◆ What to do ◆
Please reproduce the lines of the listing below, without any change, from the line holding "Note: for every instance of the white curtain, put" through the end of the listing, inclusive.

◆ Data in this exercise ◆
* * * * * * * * *

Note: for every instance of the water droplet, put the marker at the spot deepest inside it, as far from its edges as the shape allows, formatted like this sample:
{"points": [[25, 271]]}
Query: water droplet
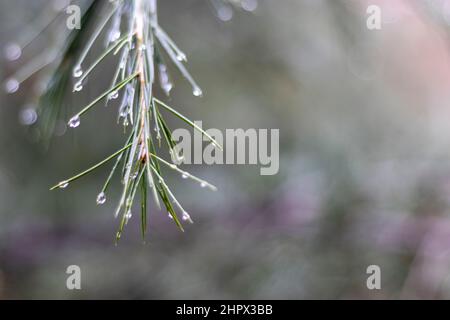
{"points": [[181, 57], [129, 215], [249, 5], [187, 217], [78, 86], [28, 116], [101, 198], [225, 13], [114, 36], [77, 72], [197, 92], [63, 184], [13, 52], [74, 122], [12, 85], [113, 95]]}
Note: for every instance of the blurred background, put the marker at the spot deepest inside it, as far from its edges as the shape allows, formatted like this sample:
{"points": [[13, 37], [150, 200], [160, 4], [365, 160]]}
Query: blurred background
{"points": [[364, 119]]}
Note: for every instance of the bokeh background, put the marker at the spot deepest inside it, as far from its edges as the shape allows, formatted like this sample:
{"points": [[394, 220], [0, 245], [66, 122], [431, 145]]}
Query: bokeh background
{"points": [[364, 119]]}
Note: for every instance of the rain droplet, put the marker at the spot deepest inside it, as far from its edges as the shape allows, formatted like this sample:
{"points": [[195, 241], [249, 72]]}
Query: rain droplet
{"points": [[187, 217], [113, 95], [197, 92], [181, 57], [78, 86], [28, 116], [12, 85], [225, 13], [129, 215], [74, 122], [101, 198], [77, 72], [13, 52], [249, 5], [63, 184]]}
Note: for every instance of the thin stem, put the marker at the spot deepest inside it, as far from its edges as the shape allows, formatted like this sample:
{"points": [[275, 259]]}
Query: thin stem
{"points": [[98, 165]]}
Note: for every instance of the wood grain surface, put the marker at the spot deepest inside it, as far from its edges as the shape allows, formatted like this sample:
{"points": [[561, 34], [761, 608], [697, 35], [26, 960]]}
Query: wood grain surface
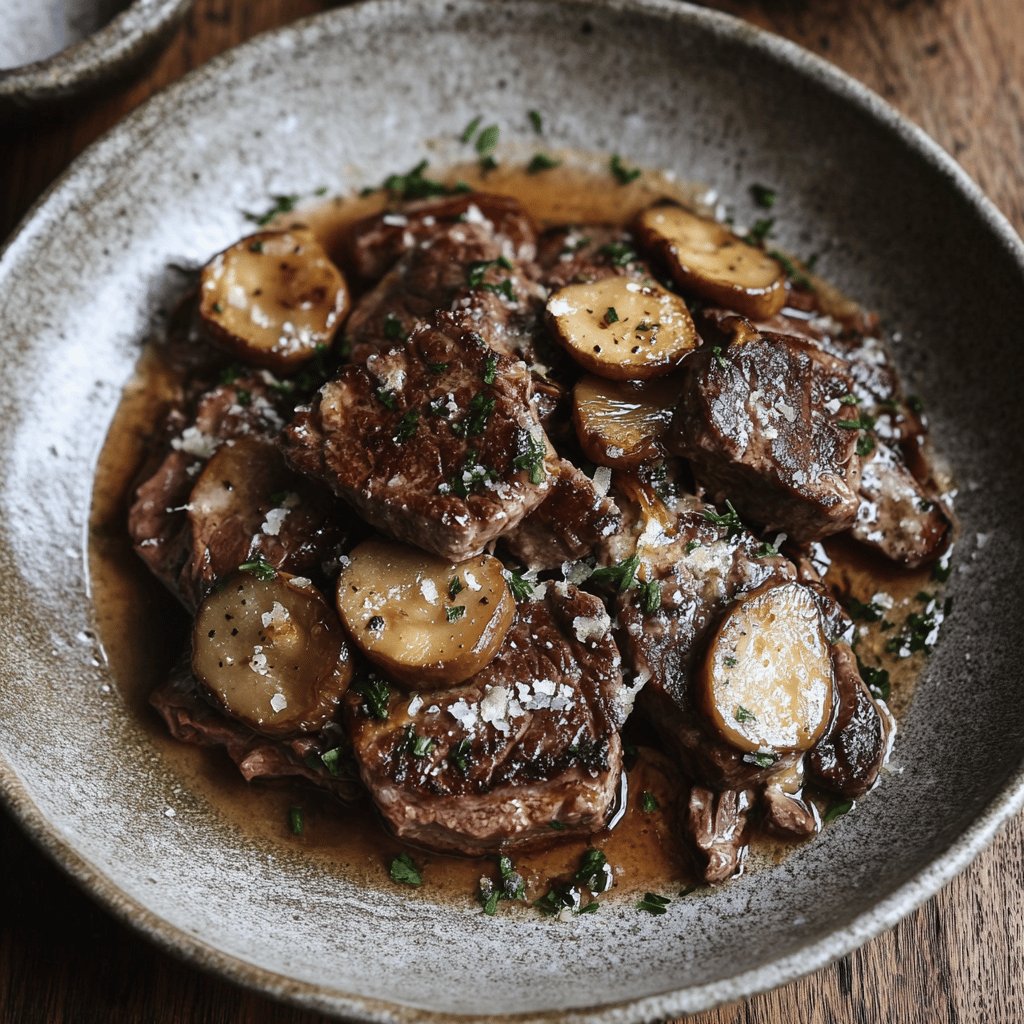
{"points": [[954, 67]]}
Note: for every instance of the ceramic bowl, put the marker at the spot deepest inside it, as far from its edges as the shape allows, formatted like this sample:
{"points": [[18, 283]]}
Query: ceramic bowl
{"points": [[57, 49], [344, 99]]}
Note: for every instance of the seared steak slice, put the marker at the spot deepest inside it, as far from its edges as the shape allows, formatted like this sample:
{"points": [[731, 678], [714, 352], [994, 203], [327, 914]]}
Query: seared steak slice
{"points": [[192, 720], [463, 269], [764, 426], [436, 442], [588, 252], [898, 516], [158, 521], [530, 740], [378, 242], [716, 823], [849, 758], [568, 524]]}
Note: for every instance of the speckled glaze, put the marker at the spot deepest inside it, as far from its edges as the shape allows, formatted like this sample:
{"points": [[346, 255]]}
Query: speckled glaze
{"points": [[342, 100], [110, 51]]}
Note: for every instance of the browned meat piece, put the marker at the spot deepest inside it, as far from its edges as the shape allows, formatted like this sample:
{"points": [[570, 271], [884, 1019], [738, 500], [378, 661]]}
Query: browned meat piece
{"points": [[462, 268], [898, 516], [158, 520], [436, 443], [190, 720], [849, 758], [246, 505], [377, 243], [716, 824], [764, 426], [568, 524], [588, 252], [530, 740]]}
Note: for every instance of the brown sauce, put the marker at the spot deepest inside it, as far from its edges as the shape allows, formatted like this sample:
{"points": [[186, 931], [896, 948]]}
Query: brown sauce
{"points": [[141, 629]]}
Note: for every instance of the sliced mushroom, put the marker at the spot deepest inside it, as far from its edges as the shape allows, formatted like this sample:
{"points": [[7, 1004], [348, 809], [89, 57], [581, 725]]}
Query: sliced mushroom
{"points": [[424, 620], [767, 678], [273, 299], [623, 329], [621, 424], [706, 257], [271, 652]]}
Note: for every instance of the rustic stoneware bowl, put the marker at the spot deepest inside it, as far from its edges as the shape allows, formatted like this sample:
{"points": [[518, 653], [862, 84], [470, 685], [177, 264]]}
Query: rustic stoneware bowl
{"points": [[56, 49], [344, 99]]}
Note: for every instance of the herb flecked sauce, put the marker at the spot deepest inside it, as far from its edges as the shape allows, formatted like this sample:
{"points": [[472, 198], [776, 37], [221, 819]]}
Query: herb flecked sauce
{"points": [[141, 628]]}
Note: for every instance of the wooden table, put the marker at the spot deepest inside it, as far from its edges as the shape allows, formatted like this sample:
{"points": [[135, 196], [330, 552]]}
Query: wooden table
{"points": [[956, 68]]}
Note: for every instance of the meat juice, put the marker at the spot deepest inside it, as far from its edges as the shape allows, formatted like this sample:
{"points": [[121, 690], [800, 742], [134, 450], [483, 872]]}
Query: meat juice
{"points": [[142, 630]]}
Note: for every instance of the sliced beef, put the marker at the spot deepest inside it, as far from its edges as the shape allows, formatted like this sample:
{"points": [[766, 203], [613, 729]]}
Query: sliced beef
{"points": [[898, 516], [530, 740], [158, 519], [764, 426], [568, 524], [716, 824], [378, 242], [848, 760], [192, 720], [436, 443], [462, 268]]}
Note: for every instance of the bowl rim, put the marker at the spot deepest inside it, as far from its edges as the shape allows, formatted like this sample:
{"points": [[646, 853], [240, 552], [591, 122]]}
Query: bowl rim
{"points": [[93, 58], [806, 958]]}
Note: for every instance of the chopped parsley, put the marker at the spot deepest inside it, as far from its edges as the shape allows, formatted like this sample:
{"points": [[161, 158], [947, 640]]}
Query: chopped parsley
{"points": [[521, 589], [489, 368], [260, 568], [531, 460], [542, 162], [650, 597], [376, 696], [282, 204], [459, 756], [620, 577], [838, 809], [407, 426], [623, 174], [403, 870], [729, 521], [653, 903], [619, 253]]}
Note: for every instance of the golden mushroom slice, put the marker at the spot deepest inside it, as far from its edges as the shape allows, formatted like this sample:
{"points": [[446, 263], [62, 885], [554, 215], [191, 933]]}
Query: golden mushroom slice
{"points": [[271, 652], [767, 678], [273, 298], [425, 621], [706, 257], [621, 424], [622, 329]]}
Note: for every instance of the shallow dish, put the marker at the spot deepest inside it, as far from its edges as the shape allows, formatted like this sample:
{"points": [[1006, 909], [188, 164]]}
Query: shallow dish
{"points": [[342, 100], [86, 43]]}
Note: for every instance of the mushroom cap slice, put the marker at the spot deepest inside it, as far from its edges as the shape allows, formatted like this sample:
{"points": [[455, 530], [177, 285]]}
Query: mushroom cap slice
{"points": [[424, 620], [271, 653], [707, 258], [273, 299], [766, 681], [621, 424], [623, 329]]}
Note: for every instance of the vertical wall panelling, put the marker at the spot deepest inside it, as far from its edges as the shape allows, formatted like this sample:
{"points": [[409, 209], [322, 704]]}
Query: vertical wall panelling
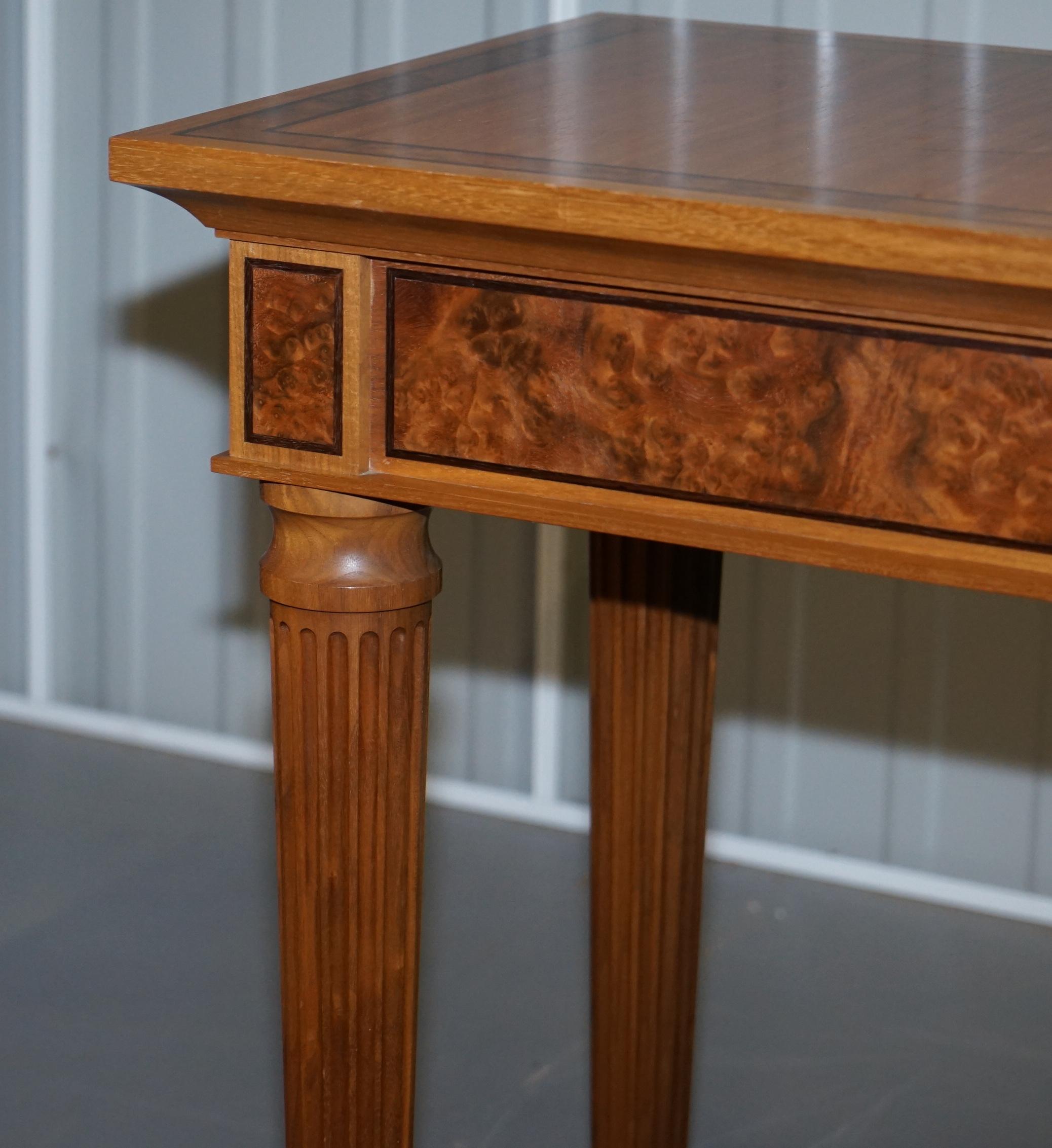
{"points": [[506, 16], [890, 18], [1021, 23], [882, 720], [76, 562], [729, 797], [38, 251], [13, 553]]}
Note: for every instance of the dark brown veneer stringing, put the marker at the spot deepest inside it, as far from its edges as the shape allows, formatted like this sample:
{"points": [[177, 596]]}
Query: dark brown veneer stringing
{"points": [[299, 404], [925, 432]]}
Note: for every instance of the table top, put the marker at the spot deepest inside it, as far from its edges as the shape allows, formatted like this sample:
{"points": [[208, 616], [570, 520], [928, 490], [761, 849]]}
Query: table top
{"points": [[662, 130]]}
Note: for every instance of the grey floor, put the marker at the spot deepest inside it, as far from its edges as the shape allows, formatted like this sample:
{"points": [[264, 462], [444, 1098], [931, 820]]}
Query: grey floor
{"points": [[138, 983]]}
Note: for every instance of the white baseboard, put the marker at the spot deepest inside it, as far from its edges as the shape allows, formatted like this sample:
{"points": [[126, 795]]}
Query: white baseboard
{"points": [[494, 801]]}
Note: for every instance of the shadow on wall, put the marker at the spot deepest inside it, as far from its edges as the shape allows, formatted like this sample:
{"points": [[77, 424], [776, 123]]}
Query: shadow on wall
{"points": [[860, 658]]}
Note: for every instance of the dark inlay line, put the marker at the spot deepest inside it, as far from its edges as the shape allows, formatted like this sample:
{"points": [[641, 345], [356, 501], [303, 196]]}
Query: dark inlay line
{"points": [[873, 332]]}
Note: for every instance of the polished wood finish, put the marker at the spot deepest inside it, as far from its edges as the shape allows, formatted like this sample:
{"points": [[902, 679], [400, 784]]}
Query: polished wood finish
{"points": [[654, 632], [780, 293], [840, 546], [762, 141], [350, 584], [801, 413], [293, 355]]}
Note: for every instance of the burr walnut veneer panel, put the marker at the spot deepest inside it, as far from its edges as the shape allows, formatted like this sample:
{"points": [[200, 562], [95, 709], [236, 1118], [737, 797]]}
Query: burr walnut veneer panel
{"points": [[911, 429]]}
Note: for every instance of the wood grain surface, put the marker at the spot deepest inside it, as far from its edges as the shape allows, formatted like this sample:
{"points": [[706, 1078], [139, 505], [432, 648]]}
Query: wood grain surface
{"points": [[654, 633], [770, 143], [793, 413], [293, 355], [351, 732]]}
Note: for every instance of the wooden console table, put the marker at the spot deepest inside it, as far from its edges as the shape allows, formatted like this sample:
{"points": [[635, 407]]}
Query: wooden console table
{"points": [[692, 287]]}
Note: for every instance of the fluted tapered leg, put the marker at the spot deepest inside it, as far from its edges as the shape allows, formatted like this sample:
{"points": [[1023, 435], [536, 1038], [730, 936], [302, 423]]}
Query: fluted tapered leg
{"points": [[351, 714], [654, 631]]}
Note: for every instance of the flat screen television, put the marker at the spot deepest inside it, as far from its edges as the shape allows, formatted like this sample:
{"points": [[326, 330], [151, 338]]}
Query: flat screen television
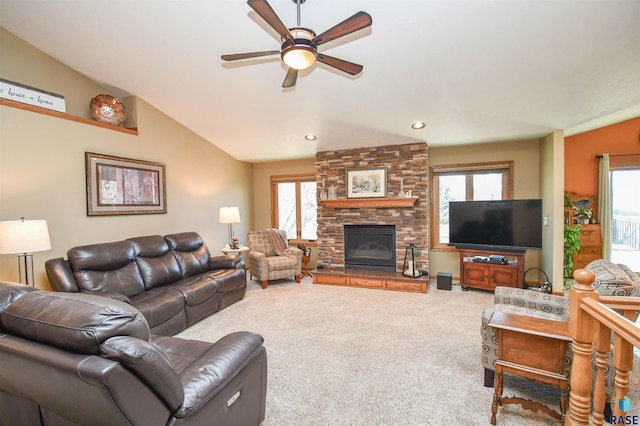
{"points": [[501, 225]]}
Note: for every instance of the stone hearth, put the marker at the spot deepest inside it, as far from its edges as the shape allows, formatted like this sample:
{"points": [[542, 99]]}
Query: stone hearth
{"points": [[410, 162]]}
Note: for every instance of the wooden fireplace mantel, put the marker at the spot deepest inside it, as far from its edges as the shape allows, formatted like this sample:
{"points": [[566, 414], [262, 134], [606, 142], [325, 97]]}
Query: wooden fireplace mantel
{"points": [[370, 203]]}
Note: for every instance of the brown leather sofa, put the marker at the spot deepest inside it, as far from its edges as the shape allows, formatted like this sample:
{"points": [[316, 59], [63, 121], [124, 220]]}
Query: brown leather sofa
{"points": [[69, 359], [172, 280]]}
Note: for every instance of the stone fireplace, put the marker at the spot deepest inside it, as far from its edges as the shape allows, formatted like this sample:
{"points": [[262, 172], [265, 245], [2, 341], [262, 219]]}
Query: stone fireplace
{"points": [[411, 223], [370, 247]]}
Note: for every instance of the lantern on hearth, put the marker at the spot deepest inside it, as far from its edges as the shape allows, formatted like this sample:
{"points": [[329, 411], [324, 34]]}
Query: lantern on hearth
{"points": [[412, 264]]}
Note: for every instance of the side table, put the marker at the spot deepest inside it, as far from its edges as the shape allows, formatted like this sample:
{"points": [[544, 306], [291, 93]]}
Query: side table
{"points": [[242, 251], [532, 348]]}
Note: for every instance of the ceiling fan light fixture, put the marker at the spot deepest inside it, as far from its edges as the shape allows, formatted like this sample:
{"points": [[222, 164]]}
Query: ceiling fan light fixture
{"points": [[301, 54]]}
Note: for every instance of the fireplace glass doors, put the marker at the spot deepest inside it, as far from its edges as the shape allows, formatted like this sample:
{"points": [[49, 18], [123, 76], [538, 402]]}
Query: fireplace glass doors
{"points": [[370, 247]]}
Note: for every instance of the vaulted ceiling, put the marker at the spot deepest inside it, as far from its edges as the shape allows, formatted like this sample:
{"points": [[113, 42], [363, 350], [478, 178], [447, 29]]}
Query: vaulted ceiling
{"points": [[472, 70]]}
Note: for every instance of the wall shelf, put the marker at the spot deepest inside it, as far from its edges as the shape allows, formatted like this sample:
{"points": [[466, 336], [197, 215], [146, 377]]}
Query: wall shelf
{"points": [[64, 116], [370, 203]]}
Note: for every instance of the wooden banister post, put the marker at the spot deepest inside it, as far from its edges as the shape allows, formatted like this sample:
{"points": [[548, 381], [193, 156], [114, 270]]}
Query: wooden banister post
{"points": [[581, 329]]}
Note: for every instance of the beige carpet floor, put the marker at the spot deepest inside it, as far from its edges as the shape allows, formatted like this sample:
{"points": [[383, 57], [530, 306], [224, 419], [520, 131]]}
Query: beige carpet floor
{"points": [[349, 356]]}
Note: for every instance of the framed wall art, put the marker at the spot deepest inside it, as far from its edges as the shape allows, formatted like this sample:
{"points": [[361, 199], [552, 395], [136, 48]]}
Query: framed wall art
{"points": [[367, 183], [121, 186]]}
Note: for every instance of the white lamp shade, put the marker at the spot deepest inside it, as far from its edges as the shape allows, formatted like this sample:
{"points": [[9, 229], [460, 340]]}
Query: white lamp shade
{"points": [[24, 236], [229, 215]]}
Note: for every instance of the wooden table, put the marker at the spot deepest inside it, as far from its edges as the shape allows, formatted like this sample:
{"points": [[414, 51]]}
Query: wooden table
{"points": [[532, 348], [241, 251]]}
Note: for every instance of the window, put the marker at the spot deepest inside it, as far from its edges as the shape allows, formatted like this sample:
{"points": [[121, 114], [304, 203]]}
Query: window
{"points": [[625, 215], [294, 206], [465, 182]]}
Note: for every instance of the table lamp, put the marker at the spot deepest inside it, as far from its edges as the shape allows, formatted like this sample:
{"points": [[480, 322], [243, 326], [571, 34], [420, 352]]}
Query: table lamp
{"points": [[24, 237], [229, 215]]}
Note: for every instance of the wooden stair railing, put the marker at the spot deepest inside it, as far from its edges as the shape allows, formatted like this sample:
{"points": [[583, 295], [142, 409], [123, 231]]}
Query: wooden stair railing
{"points": [[592, 319]]}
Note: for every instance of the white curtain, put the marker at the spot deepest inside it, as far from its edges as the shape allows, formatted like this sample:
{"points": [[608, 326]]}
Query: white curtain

* * * * * * * * *

◆ Task result ◆
Note: for every instance of the white curtain, put the marker at the spot deepest inside it, as far from its edges as the shape allows, formatted like this sample:
{"points": [[608, 326]]}
Query: white curtain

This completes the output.